Supplied material START

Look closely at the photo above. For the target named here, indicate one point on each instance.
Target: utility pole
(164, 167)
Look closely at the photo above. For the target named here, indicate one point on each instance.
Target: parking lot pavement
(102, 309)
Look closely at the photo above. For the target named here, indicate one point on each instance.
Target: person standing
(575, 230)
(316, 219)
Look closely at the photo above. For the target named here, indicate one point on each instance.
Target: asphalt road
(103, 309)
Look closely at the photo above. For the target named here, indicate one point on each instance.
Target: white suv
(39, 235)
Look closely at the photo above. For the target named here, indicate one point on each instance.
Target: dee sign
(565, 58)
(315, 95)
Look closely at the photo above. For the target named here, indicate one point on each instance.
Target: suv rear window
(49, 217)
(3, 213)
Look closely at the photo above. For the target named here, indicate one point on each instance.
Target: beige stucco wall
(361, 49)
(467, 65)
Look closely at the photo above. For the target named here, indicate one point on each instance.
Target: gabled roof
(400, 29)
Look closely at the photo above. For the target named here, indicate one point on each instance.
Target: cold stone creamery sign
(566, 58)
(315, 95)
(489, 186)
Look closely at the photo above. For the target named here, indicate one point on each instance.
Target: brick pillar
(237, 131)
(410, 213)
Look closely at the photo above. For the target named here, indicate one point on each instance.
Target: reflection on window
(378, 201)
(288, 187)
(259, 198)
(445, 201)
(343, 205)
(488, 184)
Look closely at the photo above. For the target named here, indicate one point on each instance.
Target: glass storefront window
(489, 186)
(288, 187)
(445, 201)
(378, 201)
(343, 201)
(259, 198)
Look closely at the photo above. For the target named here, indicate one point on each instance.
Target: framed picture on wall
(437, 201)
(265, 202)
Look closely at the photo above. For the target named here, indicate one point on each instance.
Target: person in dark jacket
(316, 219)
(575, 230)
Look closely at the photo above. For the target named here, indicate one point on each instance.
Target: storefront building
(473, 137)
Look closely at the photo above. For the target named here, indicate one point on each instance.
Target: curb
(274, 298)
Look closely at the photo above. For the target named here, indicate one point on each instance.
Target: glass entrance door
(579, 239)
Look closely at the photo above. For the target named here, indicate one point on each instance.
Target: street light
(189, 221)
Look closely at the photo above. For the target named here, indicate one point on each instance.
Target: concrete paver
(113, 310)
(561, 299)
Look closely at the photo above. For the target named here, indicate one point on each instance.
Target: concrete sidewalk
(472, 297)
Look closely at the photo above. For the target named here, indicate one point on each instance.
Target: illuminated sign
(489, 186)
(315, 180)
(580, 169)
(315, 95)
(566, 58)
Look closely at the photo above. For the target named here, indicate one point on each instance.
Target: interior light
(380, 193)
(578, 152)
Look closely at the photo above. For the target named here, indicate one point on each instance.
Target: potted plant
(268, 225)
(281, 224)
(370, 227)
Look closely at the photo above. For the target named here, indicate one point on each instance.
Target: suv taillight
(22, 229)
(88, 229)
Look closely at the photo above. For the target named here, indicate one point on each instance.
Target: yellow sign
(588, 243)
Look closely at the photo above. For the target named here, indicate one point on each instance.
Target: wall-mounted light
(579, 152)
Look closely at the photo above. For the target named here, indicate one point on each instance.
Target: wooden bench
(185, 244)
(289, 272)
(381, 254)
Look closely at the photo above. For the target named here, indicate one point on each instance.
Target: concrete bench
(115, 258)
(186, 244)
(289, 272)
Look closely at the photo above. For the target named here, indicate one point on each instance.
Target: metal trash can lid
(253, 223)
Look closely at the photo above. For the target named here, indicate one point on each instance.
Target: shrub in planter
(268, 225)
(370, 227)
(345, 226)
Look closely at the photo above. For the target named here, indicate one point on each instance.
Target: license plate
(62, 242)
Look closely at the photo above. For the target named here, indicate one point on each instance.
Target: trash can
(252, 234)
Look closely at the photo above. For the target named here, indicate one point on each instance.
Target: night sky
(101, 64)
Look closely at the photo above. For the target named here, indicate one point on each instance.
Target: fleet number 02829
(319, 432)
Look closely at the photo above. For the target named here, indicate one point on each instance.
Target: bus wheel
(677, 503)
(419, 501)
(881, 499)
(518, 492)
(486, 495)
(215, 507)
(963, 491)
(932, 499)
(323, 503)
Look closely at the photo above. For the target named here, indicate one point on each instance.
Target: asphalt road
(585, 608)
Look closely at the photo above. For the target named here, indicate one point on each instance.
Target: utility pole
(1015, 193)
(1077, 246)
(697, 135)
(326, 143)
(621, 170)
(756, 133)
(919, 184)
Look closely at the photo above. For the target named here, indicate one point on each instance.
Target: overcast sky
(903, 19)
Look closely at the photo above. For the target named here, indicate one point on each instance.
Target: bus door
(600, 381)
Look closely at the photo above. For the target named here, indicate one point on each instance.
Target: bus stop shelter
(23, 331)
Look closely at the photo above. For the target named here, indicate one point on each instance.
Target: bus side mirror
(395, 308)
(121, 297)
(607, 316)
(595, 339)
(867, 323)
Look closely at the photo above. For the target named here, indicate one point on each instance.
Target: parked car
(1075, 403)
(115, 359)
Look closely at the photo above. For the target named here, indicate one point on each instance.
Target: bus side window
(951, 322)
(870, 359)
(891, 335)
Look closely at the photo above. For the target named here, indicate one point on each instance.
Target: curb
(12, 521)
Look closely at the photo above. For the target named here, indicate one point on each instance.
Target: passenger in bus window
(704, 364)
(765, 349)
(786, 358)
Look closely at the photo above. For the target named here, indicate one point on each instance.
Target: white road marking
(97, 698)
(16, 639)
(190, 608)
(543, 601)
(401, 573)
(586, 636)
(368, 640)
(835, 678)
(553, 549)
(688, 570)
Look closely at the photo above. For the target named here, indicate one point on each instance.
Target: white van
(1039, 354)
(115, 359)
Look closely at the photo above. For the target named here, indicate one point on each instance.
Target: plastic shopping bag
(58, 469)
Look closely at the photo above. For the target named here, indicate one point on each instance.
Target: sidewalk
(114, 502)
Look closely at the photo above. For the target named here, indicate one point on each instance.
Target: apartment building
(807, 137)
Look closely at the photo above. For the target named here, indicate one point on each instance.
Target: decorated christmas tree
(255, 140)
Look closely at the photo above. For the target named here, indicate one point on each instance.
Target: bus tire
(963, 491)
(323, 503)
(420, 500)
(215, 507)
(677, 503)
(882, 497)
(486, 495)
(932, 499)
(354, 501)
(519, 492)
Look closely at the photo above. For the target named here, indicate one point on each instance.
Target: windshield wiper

Supplied material END

#### Try it:
Could you output exactly the lines from the one containing "Target: bus tire" to the end of the entries above, both included, and no others?

#### Solution to the exercise:
Target: bus tire
(963, 491)
(323, 503)
(420, 500)
(215, 507)
(677, 503)
(882, 497)
(486, 495)
(932, 499)
(354, 501)
(519, 492)
Look closely at the photo above. For the target named here, indicate one point on each instance.
Target: windshield wiper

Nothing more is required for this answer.